── TEXTO DE REFERÊNCIA ──
Argentina congelada
Governo de Cristina Kirchner insiste na receita desestabilizadora de medidas dramáticas e autoritárias para controlar a inflação
FSP
A quase sempre convulsionada Argentina exibe desempenho econômico superior ao de países maiores da América Latina, com exceção do Chile. Nos 20 anos de 1992 a 2011, sua renda per capita cresceu a 3,7% ao ano, contra 3,9% no Chile, mas ao dobro do ritmo brasileiro e ao triplo do mexicano.
O tumulto argentino, seus colapsos dramáticos e recuperações vertiginosas suscitam desacordos apaixonados entre comentaristas, polêmica revivida outra vez agora, com o "modelo Kirchner" a apresentar sinais de fadiga extrema.
O governo de Cristina Kirchner arrancou de setores do varejo o compromisso de congelar preços ao menos até maio. Na semana que passou, Kirchner impôs um teto aos preços dos combustíveis. Segundo medidas extraoficiais, a inflação anual ronda 25%; segundo o governo, seria menos de 11%.
Desde 2007, quando o governo interveio no instituto estatal de estatísticas, o índice de preços calculado por instituições particulares sempre supera o oficial. O governo tem reprimido até a divulgação de cálculos privados de inflação.
O congelamento é motivado pela proximidade das eleições parlamentares de outubro. Mas a lista de intervenções estatais é longa.
O governo impôs severos controles cambiais, procurando limitar a compra e a remessa de dólares para o exterior, tradicional recurso de defesa argentino contra crises. Sinal da tensão econômica, a diferença entre a cotação oficial do dólar e a paralela chegou a 40%.
O governo ainda regula importações e exportações, toma medidas protecionistas drásticas (que muito afetam o Brasil, aliás), manipula fundos públicos e ameaça empresas. Se não bastasse, uma disputa com credores na Justiça americana pode redundar em junho em nova declaração de default (inadimplência) do governo.
Por mais que Néstor e Cristina Kirchner tenham tido mérito de retirar a Argentina de uma grande depressão, a insistência em lidar com problemas de fundo com medidas extraordinárias tornou-se contraproducente.
Os sintomas da crise são a inflação, a volta do deficit público e a queda das reservas internacionais. Sinais evidentes da síndrome de poupança e investimento escassos, de um modelo de crescimento ora insustentável.
O desempenho argentino nas últimas décadas indica que o país tem potencial de recuperação, desde que o governo normalize fundamentos econômicos, faça um acordo de paz com o mercado e deixe de recorrer a remendos que apenas adiam de forma perigosa o inevitável ajuste. Receita, aliás, que muito bem faria o governo brasileiro em adotar.
───
── DADOS PARA ANÁLISE ──
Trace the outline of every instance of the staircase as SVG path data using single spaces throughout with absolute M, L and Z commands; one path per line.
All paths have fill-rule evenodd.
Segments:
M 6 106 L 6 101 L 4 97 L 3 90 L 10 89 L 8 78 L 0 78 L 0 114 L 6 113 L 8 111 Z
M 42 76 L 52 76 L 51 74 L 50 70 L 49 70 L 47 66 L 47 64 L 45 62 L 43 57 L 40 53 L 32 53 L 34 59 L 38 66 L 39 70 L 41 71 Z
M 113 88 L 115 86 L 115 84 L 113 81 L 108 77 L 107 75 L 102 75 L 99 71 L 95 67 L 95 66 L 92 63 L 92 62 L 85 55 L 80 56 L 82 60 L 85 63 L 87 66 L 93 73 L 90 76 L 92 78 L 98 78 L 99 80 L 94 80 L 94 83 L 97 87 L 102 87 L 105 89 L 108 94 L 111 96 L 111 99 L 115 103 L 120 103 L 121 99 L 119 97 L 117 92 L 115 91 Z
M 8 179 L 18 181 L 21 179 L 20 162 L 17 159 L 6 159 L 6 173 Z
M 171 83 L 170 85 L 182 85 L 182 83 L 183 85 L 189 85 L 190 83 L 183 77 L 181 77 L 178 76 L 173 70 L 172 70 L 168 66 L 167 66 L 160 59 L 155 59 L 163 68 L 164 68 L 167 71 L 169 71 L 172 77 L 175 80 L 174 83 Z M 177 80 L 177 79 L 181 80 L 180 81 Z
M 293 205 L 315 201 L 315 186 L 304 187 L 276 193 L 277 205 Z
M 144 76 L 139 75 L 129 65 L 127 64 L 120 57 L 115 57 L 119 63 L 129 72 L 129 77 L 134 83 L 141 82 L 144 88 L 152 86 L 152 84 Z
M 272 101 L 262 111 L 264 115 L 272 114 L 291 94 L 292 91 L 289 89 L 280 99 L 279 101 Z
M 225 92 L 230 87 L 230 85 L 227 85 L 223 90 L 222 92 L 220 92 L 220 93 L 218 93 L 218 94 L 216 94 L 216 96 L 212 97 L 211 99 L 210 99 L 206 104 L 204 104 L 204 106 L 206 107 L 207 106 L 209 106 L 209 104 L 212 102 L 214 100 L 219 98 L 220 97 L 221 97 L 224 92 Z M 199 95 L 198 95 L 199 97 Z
───
> _ATIVIDADES PROPOSTAS_:
1. Reproduza literalmente, do texto sobre a economia argentina, o trecho que vai de "O governo de" até "menos de 11%.".
2. Segundo o texto sobre a economia argentina, até quando o governo de Cristina Kirchner obteve de setores do varejo o compromisso de congelar preços?
Recorra unicamente ao texto sobre a economia argentina, sem consultar as linhas.

> _RESPOSTAS DOS EXERCÍCIOS_:
1.
O governo de Cristina Kirchner arrancou de setores do varejo o compromisso de congelar preços ao menos até maio. Na semana que passou, Kirchner impôs um teto aos preços dos combustíveis. Segundo medidas extraoficiais, a inflação anual ronda 25%; segundo o governo, seria menos de 11%.

2. Ao menos até maio.